STATED GOAL:
Count the lines of the records that contain the word "green" and give only that number.
Start of GIVEN DATA
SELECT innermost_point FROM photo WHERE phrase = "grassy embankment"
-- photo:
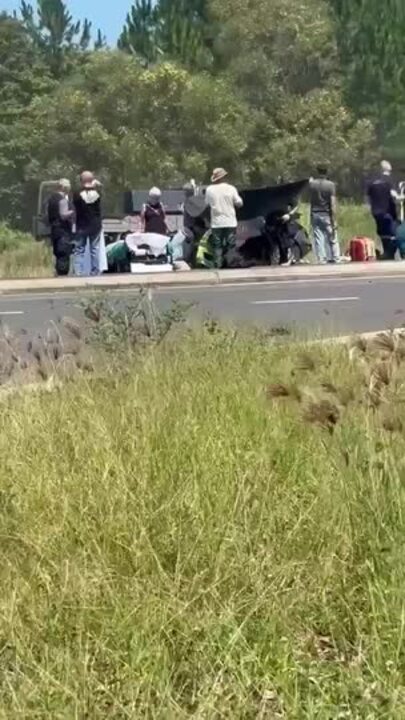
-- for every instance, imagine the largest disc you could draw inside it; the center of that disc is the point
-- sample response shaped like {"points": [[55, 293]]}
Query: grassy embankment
{"points": [[216, 533], [20, 256]]}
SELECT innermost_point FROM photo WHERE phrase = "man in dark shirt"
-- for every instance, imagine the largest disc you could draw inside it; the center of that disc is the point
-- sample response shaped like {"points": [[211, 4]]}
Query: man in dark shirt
{"points": [[381, 197], [60, 218], [323, 217], [89, 223]]}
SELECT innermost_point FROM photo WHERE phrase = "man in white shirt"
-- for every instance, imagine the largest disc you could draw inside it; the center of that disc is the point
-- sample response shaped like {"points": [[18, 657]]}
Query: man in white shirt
{"points": [[223, 199]]}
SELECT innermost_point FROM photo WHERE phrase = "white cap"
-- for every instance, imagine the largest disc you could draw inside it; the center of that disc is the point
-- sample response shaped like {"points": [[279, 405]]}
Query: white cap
{"points": [[64, 184], [386, 167]]}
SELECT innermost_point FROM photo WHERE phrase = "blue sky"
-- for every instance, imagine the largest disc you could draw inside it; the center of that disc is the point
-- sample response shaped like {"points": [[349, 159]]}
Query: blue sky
{"points": [[108, 15]]}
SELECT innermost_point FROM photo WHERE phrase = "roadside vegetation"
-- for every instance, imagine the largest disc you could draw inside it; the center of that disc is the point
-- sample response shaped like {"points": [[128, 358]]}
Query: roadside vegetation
{"points": [[22, 257], [212, 528]]}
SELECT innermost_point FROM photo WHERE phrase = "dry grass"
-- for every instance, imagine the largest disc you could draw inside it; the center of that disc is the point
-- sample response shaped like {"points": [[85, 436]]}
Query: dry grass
{"points": [[187, 539]]}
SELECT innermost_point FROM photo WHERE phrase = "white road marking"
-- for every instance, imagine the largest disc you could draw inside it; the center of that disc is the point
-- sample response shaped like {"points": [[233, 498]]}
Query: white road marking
{"points": [[134, 289], [303, 300]]}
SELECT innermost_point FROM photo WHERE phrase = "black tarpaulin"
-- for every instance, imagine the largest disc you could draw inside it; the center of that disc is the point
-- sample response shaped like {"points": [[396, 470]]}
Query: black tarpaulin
{"points": [[260, 202]]}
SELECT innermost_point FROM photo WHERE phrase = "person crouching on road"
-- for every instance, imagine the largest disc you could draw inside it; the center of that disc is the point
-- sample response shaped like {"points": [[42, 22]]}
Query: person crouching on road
{"points": [[60, 218], [153, 214], [87, 203], [223, 199], [324, 217]]}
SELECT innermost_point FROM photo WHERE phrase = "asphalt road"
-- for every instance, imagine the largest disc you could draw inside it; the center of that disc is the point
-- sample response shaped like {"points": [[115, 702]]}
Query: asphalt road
{"points": [[326, 307]]}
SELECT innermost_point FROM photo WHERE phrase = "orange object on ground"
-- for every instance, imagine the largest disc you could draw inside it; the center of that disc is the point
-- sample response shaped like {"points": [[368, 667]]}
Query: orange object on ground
{"points": [[362, 249]]}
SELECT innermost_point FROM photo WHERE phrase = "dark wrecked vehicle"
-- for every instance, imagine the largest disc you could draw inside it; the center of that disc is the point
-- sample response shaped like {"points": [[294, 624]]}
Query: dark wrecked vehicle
{"points": [[268, 233]]}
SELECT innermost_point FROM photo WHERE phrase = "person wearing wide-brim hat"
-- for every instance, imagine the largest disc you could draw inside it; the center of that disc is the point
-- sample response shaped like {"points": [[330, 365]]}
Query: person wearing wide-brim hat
{"points": [[223, 200]]}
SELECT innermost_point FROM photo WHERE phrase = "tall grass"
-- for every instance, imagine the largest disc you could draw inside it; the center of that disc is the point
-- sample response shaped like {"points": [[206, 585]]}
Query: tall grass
{"points": [[179, 542], [21, 256]]}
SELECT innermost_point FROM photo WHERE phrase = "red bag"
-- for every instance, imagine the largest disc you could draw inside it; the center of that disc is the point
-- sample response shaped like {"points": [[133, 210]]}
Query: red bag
{"points": [[362, 249]]}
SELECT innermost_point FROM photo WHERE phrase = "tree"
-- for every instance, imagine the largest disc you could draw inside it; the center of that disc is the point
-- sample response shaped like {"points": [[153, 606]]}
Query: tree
{"points": [[287, 70], [168, 29], [140, 33], [23, 76], [143, 126], [371, 41], [60, 38]]}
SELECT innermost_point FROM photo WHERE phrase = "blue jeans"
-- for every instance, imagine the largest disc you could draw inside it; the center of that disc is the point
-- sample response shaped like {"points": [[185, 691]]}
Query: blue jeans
{"points": [[386, 230], [79, 254], [326, 243]]}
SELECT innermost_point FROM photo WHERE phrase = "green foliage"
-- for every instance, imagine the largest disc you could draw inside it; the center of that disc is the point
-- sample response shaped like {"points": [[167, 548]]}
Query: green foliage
{"points": [[57, 35], [21, 256], [168, 29], [296, 98], [23, 76], [122, 327], [158, 125], [371, 41], [179, 544]]}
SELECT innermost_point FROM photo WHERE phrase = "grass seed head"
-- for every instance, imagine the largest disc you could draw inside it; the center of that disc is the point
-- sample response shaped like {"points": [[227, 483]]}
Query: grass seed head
{"points": [[72, 327], [323, 412], [306, 362]]}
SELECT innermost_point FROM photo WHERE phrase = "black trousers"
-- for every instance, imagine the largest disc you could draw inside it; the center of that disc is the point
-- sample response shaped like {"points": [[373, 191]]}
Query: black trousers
{"points": [[62, 249]]}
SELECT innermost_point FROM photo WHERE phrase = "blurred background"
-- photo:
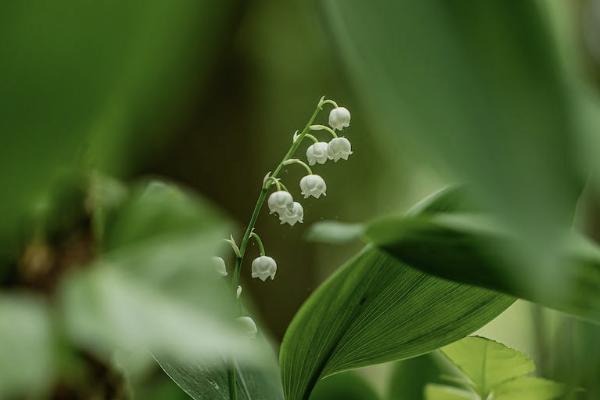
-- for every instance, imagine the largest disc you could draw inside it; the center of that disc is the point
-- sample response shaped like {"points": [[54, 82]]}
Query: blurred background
{"points": [[207, 94]]}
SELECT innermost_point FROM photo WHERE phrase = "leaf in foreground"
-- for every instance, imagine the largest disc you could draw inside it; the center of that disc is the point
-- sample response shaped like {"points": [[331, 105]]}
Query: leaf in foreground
{"points": [[375, 309]]}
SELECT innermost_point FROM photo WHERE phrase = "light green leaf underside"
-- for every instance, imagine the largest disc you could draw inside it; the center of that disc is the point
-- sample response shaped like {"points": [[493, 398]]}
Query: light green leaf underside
{"points": [[375, 309], [441, 392], [487, 363]]}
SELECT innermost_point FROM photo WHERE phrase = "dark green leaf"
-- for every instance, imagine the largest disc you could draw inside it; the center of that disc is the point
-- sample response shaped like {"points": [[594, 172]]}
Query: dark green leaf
{"points": [[375, 309]]}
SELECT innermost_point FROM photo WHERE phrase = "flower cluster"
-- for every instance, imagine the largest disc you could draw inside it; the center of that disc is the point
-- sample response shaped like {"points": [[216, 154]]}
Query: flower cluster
{"points": [[281, 202]]}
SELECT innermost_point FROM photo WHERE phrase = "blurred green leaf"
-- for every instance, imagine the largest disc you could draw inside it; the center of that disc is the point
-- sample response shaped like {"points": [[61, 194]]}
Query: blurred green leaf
{"points": [[376, 309], [468, 248], [154, 288], [476, 84], [440, 392], [79, 79], [27, 346], [334, 232], [410, 377], [257, 381], [498, 371], [347, 386]]}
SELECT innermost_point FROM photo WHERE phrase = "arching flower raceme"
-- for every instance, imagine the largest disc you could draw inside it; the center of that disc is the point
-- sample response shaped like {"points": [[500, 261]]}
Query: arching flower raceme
End of GIVEN DATA
ANSWER:
8